GIVEN EXERCISE ▸ Could you reproduce, word for word, the lines of the listing below starting at the line containing "mark the region of every instance of the black" and ending at the line containing "449 311 L 464", with both of those lines included?

Collected data entries:
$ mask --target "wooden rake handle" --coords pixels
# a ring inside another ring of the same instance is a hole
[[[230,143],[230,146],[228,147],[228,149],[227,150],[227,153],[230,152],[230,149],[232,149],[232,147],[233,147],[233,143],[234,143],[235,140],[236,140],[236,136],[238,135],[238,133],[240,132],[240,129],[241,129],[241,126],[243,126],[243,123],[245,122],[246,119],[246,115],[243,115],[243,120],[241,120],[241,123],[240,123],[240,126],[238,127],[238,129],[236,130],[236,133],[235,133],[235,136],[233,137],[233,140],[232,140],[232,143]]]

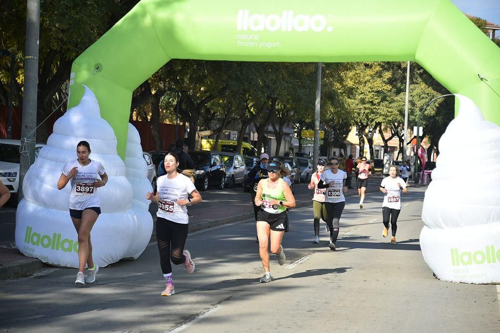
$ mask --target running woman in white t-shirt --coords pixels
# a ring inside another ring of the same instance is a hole
[[[89,158],[90,154],[88,142],[78,142],[78,158],[64,164],[58,181],[58,188],[62,190],[71,180],[70,215],[78,233],[78,273],[74,283],[80,284],[95,281],[96,274],[99,270],[92,258],[90,230],[100,214],[97,188],[108,182],[108,175],[102,164]],[[86,264],[88,268],[86,276]]]
[[[396,166],[389,166],[389,176],[382,180],[380,184],[380,190],[385,194],[382,204],[382,218],[385,228],[382,236],[387,237],[390,220],[392,234],[390,238],[391,244],[396,244],[396,230],[398,230],[396,223],[401,211],[401,192],[405,194],[408,192],[406,183],[398,176],[398,171]]]
[[[308,185],[309,190],[314,190],[312,196],[312,212],[314,216],[314,240],[313,243],[320,242],[320,219],[322,218],[323,220],[326,219],[326,206],[324,204],[324,194],[326,188],[318,188],[318,184],[320,182],[321,175],[324,171],[324,166],[326,162],[322,160],[318,162],[316,171],[311,176],[311,181]]]
[[[184,264],[189,274],[194,272],[194,262],[189,251],[184,250],[188,238],[188,218],[186,206],[202,202],[202,196],[194,187],[192,170],[178,169],[178,156],[173,152],[165,156],[166,174],[156,180],[157,192],[146,194],[146,198],[158,204],[156,236],[160,251],[160,266],[166,280],[162,296],[175,294],[172,280],[172,266]],[[187,175],[186,176],[186,175]],[[192,198],[188,198],[191,194]]]
[[[338,164],[337,158],[330,158],[330,170],[322,174],[316,186],[318,188],[326,189],[324,204],[326,208],[326,223],[330,230],[330,243],[328,246],[332,251],[336,249],[339,222],[346,206],[344,192],[347,190],[346,186],[347,174],[338,170]]]

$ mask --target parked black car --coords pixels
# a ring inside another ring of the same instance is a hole
[[[291,174],[288,175],[288,178],[292,180],[292,183],[296,184],[300,182],[300,168],[298,166],[298,162],[297,159],[294,157],[288,156],[276,156],[272,158],[272,160],[277,159],[282,164],[288,163],[292,168],[291,171],[293,176]]]
[[[160,172],[158,168],[160,166],[160,164],[165,159],[165,155],[166,154],[167,152],[165,150],[152,150],[149,153],[151,155],[151,159],[152,160],[153,164],[154,164],[156,176],[159,177]]]
[[[194,185],[202,191],[208,186],[215,186],[222,190],[226,185],[226,166],[218,154],[200,150],[190,152],[190,156],[194,162],[196,174]]]

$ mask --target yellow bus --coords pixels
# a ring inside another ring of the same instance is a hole
[[[236,146],[238,142],[236,140],[219,140],[218,146],[214,147],[216,140],[214,139],[202,139],[202,150],[216,150],[236,152]],[[257,156],[257,150],[246,142],[242,142],[242,149],[240,154],[244,156]]]

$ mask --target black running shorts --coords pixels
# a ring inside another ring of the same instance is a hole
[[[358,188],[368,188],[368,178],[366,179],[360,179],[359,178],[356,178],[356,185],[358,186]]]
[[[100,214],[100,207],[89,207],[88,208],[86,208],[84,210],[94,210],[96,213],[97,213],[98,216]],[[84,212],[84,210],[70,210],[70,216],[73,218],[77,218],[78,220],[82,219],[82,213]]]
[[[270,230],[274,231],[288,231],[288,215],[286,212],[273,214],[260,210],[257,213],[257,221],[267,222]]]

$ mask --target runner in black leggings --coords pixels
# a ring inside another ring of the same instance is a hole
[[[160,252],[160,266],[166,282],[162,296],[175,294],[172,280],[172,266],[184,264],[190,274],[194,271],[194,263],[189,251],[184,250],[188,230],[186,206],[202,202],[202,196],[193,184],[191,176],[194,170],[178,172],[178,157],[174,152],[165,156],[166,174],[158,178],[156,196],[148,192],[146,198],[158,204],[156,212],[156,236]],[[188,198],[190,194],[192,199]]]
[[[318,188],[326,189],[324,204],[328,216],[327,223],[330,230],[330,242],[328,246],[332,250],[334,251],[338,236],[338,222],[346,206],[344,192],[347,190],[346,186],[347,174],[338,170],[338,160],[337,158],[330,158],[330,170],[322,174]]]

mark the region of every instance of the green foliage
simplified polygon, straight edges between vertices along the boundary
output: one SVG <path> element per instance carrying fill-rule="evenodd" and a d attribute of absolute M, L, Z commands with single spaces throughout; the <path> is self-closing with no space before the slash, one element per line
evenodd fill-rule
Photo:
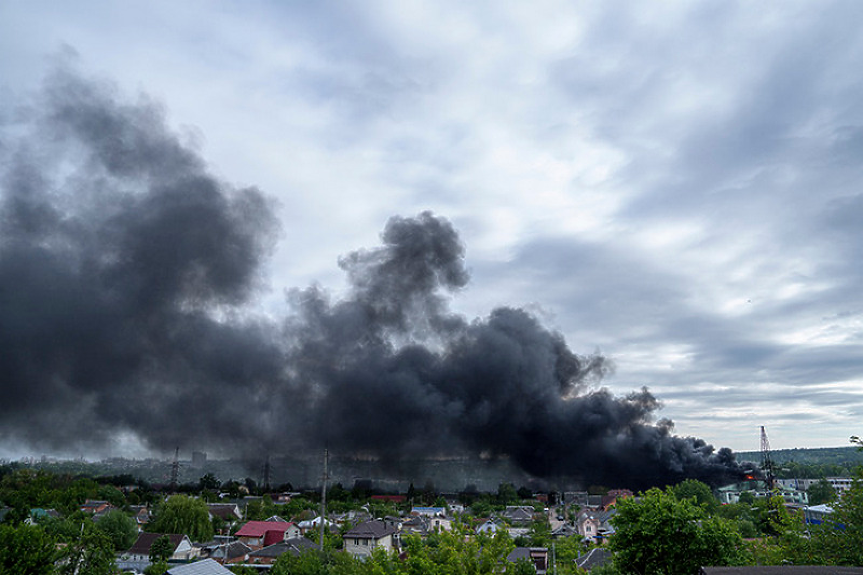
<path fill-rule="evenodd" d="M 147 568 L 144 569 L 144 575 L 165 575 L 165 571 L 167 570 L 167 561 L 156 561 L 155 563 L 150 563 Z"/>
<path fill-rule="evenodd" d="M 96 527 L 108 536 L 115 551 L 125 551 L 138 537 L 138 526 L 135 520 L 119 509 L 112 509 L 103 515 Z"/>
<path fill-rule="evenodd" d="M 588 551 L 589 547 L 581 537 L 564 537 L 554 542 L 554 555 L 557 557 L 559 575 L 575 575 L 578 568 L 575 560 Z"/>
<path fill-rule="evenodd" d="M 186 495 L 173 495 L 159 505 L 147 530 L 151 533 L 181 533 L 193 541 L 213 538 L 207 504 Z"/>
<path fill-rule="evenodd" d="M 150 546 L 150 561 L 159 563 L 167 561 L 174 554 L 174 544 L 167 535 L 162 535 Z"/>
<path fill-rule="evenodd" d="M 0 525 L 0 575 L 50 575 L 54 540 L 41 527 Z"/>
<path fill-rule="evenodd" d="M 692 575 L 703 565 L 740 562 L 742 541 L 734 525 L 708 517 L 692 499 L 651 489 L 640 499 L 617 502 L 609 547 L 623 574 Z"/>
<path fill-rule="evenodd" d="M 671 492 L 679 500 L 694 499 L 695 503 L 704 507 L 708 513 L 713 513 L 719 507 L 719 501 L 714 497 L 710 487 L 697 479 L 686 479 L 671 488 Z"/>
<path fill-rule="evenodd" d="M 536 567 L 534 567 L 533 562 L 524 557 L 506 567 L 506 575 L 535 575 L 535 573 Z"/>
<path fill-rule="evenodd" d="M 81 535 L 66 542 L 58 562 L 59 575 L 110 575 L 116 573 L 114 544 L 91 524 L 82 524 Z"/>
<path fill-rule="evenodd" d="M 863 565 L 863 470 L 833 504 L 830 521 L 816 532 L 831 563 Z"/>
<path fill-rule="evenodd" d="M 833 501 L 836 498 L 836 490 L 829 481 L 821 479 L 806 490 L 806 495 L 809 497 L 809 505 L 821 505 Z"/>

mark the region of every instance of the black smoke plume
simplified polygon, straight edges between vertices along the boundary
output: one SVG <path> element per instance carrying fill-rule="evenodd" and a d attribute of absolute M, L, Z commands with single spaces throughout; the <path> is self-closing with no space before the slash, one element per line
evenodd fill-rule
<path fill-rule="evenodd" d="M 449 311 L 464 246 L 431 213 L 339 262 L 339 300 L 256 318 L 272 200 L 214 177 L 158 105 L 61 68 L 0 143 L 0 437 L 88 450 L 133 435 L 239 454 L 505 457 L 536 477 L 630 486 L 737 479 L 727 450 L 596 385 L 524 310 Z M 10 115 L 9 117 L 13 117 Z"/>

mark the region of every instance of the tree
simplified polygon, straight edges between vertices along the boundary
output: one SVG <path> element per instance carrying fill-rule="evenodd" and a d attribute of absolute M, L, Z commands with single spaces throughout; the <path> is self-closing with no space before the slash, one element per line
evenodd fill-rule
<path fill-rule="evenodd" d="M 732 565 L 742 558 L 742 540 L 732 523 L 708 517 L 671 489 L 618 500 L 616 508 L 609 547 L 620 573 L 692 575 L 703 565 Z"/>
<path fill-rule="evenodd" d="M 182 533 L 194 541 L 213 538 L 213 524 L 207 504 L 186 495 L 172 495 L 162 503 L 148 524 L 153 533 Z"/>
<path fill-rule="evenodd" d="M 833 486 L 826 479 L 813 483 L 806 490 L 806 494 L 809 496 L 809 505 L 829 503 L 836 498 L 836 490 L 833 489 Z"/>
<path fill-rule="evenodd" d="M 50 575 L 54 540 L 41 527 L 0 525 L 0 575 Z"/>
<path fill-rule="evenodd" d="M 150 561 L 152 563 L 166 562 L 174 554 L 174 544 L 167 535 L 162 535 L 150 545 Z"/>
<path fill-rule="evenodd" d="M 817 532 L 828 560 L 839 565 L 863 565 L 863 469 L 832 505 L 830 520 Z"/>
<path fill-rule="evenodd" d="M 106 513 L 96 527 L 111 539 L 115 551 L 124 551 L 135 543 L 138 526 L 135 520 L 120 511 L 112 509 Z"/>
<path fill-rule="evenodd" d="M 60 575 L 111 575 L 116 573 L 114 544 L 92 524 L 81 524 L 79 537 L 68 541 L 58 561 Z"/>

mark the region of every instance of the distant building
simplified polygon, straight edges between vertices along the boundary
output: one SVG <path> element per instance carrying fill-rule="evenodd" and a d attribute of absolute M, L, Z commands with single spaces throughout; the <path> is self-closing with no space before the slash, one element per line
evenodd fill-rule
<path fill-rule="evenodd" d="M 805 491 L 786 487 L 782 483 L 777 483 L 776 488 L 778 494 L 787 504 L 809 504 L 809 496 L 806 494 Z M 751 493 L 753 497 L 759 499 L 764 497 L 772 497 L 776 494 L 767 488 L 767 484 L 764 481 L 744 481 L 741 483 L 731 483 L 729 485 L 723 485 L 722 487 L 718 488 L 716 490 L 716 493 L 719 497 L 719 502 L 723 505 L 739 502 L 740 496 L 744 493 Z"/>
<path fill-rule="evenodd" d="M 519 559 L 530 561 L 537 575 L 545 575 L 548 572 L 548 549 L 545 547 L 516 547 L 506 556 L 506 560 L 510 563 L 515 563 Z"/>
<path fill-rule="evenodd" d="M 399 548 L 398 528 L 379 519 L 366 521 L 347 531 L 342 539 L 345 551 L 354 557 L 368 557 L 375 549 L 397 551 Z"/>

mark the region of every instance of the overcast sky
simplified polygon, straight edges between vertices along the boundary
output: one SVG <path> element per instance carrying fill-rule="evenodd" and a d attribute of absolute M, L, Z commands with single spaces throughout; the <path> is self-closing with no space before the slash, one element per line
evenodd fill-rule
<path fill-rule="evenodd" d="M 863 433 L 863 3 L 0 3 L 0 122 L 72 61 L 278 198 L 256 300 L 447 218 L 468 317 L 526 307 L 680 435 Z"/>

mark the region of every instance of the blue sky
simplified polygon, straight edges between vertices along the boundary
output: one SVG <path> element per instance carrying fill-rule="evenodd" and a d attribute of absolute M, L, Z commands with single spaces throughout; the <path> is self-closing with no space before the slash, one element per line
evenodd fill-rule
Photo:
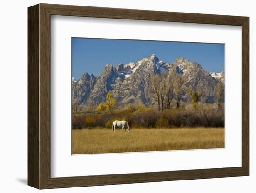
<path fill-rule="evenodd" d="M 224 44 L 72 38 L 72 76 L 76 79 L 85 71 L 99 76 L 106 64 L 125 64 L 153 53 L 169 63 L 185 58 L 209 72 L 224 70 Z"/>

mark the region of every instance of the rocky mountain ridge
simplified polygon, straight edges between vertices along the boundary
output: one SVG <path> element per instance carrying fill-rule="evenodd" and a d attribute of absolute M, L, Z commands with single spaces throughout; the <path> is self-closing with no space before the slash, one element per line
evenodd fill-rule
<path fill-rule="evenodd" d="M 114 66 L 107 64 L 98 77 L 87 72 L 78 80 L 72 79 L 73 103 L 76 104 L 97 105 L 105 101 L 107 93 L 111 91 L 119 104 L 125 105 L 140 101 L 146 105 L 155 102 L 150 96 L 150 78 L 155 74 L 175 73 L 182 75 L 185 80 L 184 90 L 190 86 L 203 88 L 206 98 L 213 101 L 214 88 L 218 83 L 224 84 L 224 71 L 209 73 L 201 65 L 183 58 L 178 58 L 173 64 L 160 60 L 155 54 L 137 62 L 122 63 Z M 182 100 L 188 100 L 185 91 Z"/>

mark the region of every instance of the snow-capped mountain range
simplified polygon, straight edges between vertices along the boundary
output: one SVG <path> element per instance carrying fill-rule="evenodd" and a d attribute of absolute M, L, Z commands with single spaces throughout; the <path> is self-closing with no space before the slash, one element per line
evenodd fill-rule
<path fill-rule="evenodd" d="M 152 54 L 149 58 L 126 64 L 120 63 L 116 66 L 107 64 L 97 77 L 85 72 L 77 80 L 72 78 L 73 102 L 77 104 L 97 105 L 105 101 L 107 92 L 111 91 L 121 104 L 140 101 L 146 105 L 152 104 L 154 102 L 150 96 L 150 78 L 163 72 L 182 74 L 185 80 L 186 87 L 192 85 L 203 88 L 206 94 L 202 101 L 207 98 L 212 102 L 215 87 L 218 83 L 224 84 L 224 71 L 209 73 L 199 64 L 183 58 L 178 58 L 171 64 Z M 186 102 L 187 97 L 184 91 L 182 101 Z"/>

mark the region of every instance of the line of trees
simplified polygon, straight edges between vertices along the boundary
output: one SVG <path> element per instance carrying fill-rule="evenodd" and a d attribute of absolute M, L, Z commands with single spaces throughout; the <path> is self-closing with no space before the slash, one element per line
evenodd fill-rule
<path fill-rule="evenodd" d="M 202 96 L 204 94 L 200 88 L 192 87 L 186 90 L 185 82 L 181 74 L 162 73 L 153 75 L 150 80 L 151 95 L 157 104 L 158 111 L 163 111 L 171 108 L 171 103 L 175 99 L 175 107 L 180 107 L 182 93 L 187 91 L 191 98 L 191 104 L 194 109 L 198 106 Z M 224 97 L 223 85 L 218 83 L 215 88 L 215 100 L 219 109 L 221 107 L 221 102 Z M 205 103 L 209 103 L 207 99 Z"/>

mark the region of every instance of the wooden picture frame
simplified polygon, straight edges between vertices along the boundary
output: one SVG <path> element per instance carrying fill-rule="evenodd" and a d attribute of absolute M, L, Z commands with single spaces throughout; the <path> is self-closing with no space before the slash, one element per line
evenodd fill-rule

FULL OUTPUT ▸
mark the region of every instance of the black smoke plume
simplified polygon, straight edges between vertices along the boundary
output: one SVG <path> element per instance carrying fill-rule="evenodd" and a d attribute of absolute M, L, Z commands with single spaces throughout; the <path> is self-closing with no space before the slash, one element per line
evenodd fill-rule
<path fill-rule="evenodd" d="M 449 311 L 464 246 L 431 213 L 339 262 L 339 300 L 256 318 L 272 200 L 214 177 L 158 105 L 61 68 L 0 143 L 0 437 L 88 450 L 133 435 L 239 454 L 505 457 L 536 477 L 630 486 L 737 479 L 727 450 L 596 385 L 524 310 Z M 10 115 L 9 117 L 13 117 Z"/>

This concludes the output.